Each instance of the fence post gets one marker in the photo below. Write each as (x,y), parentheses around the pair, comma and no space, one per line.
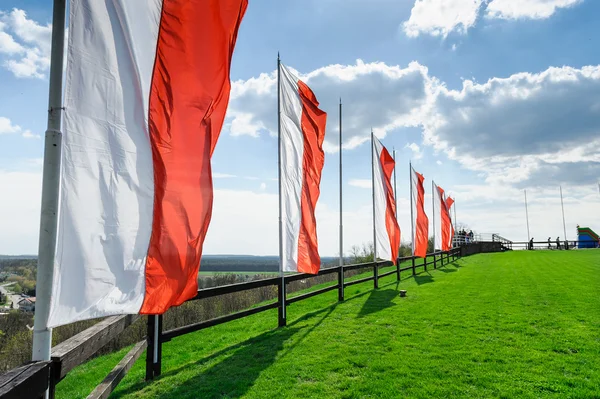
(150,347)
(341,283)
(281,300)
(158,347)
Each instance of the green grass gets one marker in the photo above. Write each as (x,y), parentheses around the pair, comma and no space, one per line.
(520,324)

* * *

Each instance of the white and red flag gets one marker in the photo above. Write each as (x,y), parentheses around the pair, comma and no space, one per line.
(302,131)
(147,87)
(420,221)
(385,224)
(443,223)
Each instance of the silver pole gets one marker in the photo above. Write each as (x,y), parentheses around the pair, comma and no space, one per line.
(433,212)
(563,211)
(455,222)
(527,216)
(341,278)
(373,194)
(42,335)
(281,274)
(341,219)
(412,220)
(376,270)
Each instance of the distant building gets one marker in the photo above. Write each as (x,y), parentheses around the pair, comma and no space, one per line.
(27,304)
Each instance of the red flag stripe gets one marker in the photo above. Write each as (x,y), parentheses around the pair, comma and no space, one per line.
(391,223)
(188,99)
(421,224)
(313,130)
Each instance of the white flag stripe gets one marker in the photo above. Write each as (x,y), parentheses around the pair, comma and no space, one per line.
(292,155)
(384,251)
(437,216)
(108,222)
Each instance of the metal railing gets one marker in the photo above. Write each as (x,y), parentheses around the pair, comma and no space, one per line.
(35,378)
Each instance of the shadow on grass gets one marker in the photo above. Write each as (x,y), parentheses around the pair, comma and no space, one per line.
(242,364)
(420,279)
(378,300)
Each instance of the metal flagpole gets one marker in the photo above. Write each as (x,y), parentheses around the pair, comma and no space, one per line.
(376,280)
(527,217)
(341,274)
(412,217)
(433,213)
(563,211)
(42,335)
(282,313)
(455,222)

* * *

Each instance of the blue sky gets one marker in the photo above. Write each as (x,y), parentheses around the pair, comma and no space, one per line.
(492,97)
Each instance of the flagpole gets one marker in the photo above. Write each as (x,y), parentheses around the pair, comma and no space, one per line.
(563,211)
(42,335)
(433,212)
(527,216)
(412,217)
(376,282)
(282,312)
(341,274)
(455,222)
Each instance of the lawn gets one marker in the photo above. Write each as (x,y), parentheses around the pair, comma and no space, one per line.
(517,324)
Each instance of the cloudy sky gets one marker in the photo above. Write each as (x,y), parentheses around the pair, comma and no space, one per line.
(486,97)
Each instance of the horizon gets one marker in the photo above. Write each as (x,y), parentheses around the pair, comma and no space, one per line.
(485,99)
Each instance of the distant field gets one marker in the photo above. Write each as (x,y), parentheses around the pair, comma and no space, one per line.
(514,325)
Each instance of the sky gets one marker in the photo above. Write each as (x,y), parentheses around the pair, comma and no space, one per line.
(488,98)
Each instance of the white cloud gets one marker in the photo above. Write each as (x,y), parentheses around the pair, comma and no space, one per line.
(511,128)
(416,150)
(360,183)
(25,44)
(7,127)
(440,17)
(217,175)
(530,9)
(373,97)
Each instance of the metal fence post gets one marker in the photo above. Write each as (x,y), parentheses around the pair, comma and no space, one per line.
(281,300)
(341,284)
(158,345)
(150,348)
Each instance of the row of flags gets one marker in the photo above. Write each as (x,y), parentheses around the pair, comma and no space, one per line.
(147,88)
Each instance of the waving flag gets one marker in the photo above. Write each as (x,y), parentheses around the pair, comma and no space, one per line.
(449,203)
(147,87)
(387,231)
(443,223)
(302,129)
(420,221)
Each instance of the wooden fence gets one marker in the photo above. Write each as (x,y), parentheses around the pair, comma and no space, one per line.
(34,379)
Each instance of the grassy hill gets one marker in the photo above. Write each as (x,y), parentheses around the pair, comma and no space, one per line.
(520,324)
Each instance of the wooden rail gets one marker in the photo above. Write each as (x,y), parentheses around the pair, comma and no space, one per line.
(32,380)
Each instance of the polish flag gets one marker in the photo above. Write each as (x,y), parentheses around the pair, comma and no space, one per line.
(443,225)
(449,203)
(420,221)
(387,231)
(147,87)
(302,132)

EXERCISE GOAL — Report how many lines of the rows above contain "stripe", matching case exactly, and give only the number.

COMPLETE OUTPUT — 2